**Your goal:** Count the lines of the material below that contain the string "headstone", treating case as significant. Give only the number.

**Records for this task:**
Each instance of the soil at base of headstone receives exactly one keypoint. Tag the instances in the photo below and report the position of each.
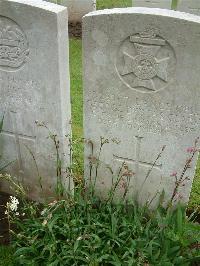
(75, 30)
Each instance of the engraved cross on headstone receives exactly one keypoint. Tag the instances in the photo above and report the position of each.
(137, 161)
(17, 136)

...

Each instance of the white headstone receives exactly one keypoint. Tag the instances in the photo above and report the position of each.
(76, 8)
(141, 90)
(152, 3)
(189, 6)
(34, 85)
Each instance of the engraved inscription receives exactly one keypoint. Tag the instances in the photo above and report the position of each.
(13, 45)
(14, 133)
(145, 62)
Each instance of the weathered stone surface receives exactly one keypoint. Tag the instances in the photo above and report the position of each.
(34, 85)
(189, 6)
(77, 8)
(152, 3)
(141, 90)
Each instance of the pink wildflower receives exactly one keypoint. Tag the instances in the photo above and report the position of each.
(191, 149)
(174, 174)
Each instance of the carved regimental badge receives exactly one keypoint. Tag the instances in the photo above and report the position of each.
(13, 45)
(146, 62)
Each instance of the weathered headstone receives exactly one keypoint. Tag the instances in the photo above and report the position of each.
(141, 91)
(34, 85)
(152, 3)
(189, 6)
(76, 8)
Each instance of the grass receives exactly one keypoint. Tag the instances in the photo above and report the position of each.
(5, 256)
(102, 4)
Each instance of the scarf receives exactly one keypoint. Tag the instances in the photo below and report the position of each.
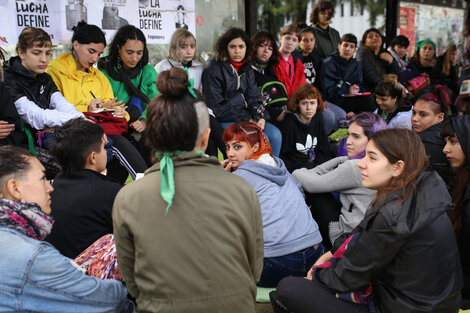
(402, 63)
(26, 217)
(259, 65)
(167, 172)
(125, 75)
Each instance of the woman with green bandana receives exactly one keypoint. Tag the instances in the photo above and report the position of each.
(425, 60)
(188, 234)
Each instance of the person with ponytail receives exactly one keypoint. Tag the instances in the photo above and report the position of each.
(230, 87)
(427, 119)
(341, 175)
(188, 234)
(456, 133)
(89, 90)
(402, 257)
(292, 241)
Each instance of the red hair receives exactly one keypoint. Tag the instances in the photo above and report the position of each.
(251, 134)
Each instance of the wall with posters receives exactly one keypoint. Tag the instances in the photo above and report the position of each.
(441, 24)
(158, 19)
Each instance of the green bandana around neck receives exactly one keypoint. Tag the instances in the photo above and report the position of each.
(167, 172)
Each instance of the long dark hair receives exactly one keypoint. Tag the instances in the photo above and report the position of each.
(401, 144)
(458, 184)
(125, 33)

**Answer to this problem:** 4